[Written exercise] Copy every line of the data below word for word, leaving nothing out and changing nothing.

(Dataset records on object locations)
BEGIN

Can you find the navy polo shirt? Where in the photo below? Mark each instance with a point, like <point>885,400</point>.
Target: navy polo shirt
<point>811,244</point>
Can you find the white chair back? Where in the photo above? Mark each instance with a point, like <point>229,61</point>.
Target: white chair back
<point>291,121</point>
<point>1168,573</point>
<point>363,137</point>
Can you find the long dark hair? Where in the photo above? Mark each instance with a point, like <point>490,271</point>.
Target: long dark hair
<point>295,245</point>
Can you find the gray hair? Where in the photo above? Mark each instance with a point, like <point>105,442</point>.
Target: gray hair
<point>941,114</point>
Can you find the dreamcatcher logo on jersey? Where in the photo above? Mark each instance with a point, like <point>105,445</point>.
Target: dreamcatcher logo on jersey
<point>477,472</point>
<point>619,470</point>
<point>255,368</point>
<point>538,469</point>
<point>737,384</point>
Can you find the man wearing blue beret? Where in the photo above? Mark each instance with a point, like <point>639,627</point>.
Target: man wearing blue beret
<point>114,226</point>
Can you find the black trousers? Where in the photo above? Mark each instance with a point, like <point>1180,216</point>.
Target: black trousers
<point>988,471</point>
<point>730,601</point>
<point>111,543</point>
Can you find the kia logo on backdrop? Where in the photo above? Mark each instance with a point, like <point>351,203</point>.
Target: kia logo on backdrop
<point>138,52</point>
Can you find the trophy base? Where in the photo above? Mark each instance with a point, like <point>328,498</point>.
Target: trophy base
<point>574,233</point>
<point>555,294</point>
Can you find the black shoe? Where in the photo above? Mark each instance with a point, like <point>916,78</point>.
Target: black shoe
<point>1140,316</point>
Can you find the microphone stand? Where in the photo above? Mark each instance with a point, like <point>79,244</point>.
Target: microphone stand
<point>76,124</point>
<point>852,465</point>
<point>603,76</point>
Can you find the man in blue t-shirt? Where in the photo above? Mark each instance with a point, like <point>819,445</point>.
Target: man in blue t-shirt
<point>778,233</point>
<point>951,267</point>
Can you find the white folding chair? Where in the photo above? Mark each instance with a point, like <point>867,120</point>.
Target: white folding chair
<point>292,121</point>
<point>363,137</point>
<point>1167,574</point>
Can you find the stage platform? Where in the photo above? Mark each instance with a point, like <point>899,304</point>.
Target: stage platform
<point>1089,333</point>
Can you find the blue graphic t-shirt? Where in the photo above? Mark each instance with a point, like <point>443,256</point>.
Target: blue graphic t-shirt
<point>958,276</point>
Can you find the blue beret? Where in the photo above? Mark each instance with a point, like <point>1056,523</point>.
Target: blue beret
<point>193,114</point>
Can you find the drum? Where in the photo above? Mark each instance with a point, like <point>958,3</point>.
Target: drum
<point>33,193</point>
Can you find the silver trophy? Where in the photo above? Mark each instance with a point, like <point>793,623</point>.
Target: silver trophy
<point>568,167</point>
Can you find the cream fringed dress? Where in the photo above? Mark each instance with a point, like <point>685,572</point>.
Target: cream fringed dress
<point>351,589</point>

END

[Solution for this task]
Can you find the navy polo shirt? Where in the photo below? Mark each instance with a point, like <point>885,400</point>.
Target: navy polo shirt
<point>811,244</point>
Can you find the white chair back? Where in the photo above? Mark each instance with a point, like <point>229,61</point>.
Target: white chair back
<point>291,121</point>
<point>1168,573</point>
<point>363,137</point>
Can you find the long dark hair? Where in the photo above? Mark each instance with a point, like <point>490,271</point>.
Target: long dark hair
<point>295,245</point>
Can you find the gray hair? Where in the photo above? Mark each instance with a point, like <point>105,442</point>.
Target: gray hair
<point>941,114</point>
Can you find the dreamcatcher logo on jersey? Where in the photo above? Mark each instance with a point, like <point>105,445</point>.
Target: dreamcatcher logo on jersey
<point>477,472</point>
<point>619,470</point>
<point>255,368</point>
<point>538,469</point>
<point>737,384</point>
Can you find the man wearing blue beret? Where in the photo above? Mark each instance with a point, like <point>639,627</point>.
Target: man wearing blue beret
<point>114,226</point>
Can you find the black trousers? Where in the photo above? Mark each instance with a point, like <point>1180,216</point>.
Target: black trousers
<point>988,471</point>
<point>730,601</point>
<point>111,543</point>
Can you find the kia logo on backdrop? Where in the photo above? Mark each instance with a point, like <point>351,203</point>.
Target: kia logo on backdrop
<point>138,52</point>
Can you find the trophy base? Where in the photo above? Mark each instance with a point, like <point>328,498</point>.
Target: trophy base
<point>574,233</point>
<point>555,294</point>
Can you find the black shoe? Where in the photo above? Mark each instance with a point, like <point>916,78</point>.
Target: black shoe
<point>1140,316</point>
Can you find the microphone stand? Where in the photo above? Mark each instance with a point, like <point>79,244</point>.
Target: microphone stand
<point>76,124</point>
<point>852,465</point>
<point>603,76</point>
Can you find the man in blue t-shirt? Where in the photo above? Mark each instance with a point, like <point>819,445</point>.
Target: man in blue t-shirt
<point>778,233</point>
<point>951,267</point>
Can you find the white folding chair? Where in the photo above? Mark each instance with a point, like <point>867,120</point>.
Target: white folding chair
<point>292,121</point>
<point>363,137</point>
<point>1167,574</point>
Can you find the stage platform? Where in the photo above? Mark each instance with a point, like <point>899,304</point>.
Target: stage platform
<point>1089,333</point>
Can you find the blue graphic t-shirt? Where in the photo above? Mark each instance with a point, like <point>443,256</point>.
Target: blue graphic t-shirt
<point>958,276</point>
Can you find the blue beret? Where in the photo above? Mark each instance with a point, like <point>1056,523</point>.
Target: blue beret
<point>193,114</point>
Can you find the drum? Where in the photo above? Mark each instance with a point, like <point>958,3</point>.
Target: drum
<point>33,193</point>
Can you find the silver trophy? Where in the photo above? Mark each instance with a point, like <point>793,623</point>.
Target: silver trophy
<point>568,167</point>
Can you find the cream fringed dress? Where in the photo above? Mark each instance with a point, like <point>685,572</point>.
Target: cream fringed dress
<point>351,589</point>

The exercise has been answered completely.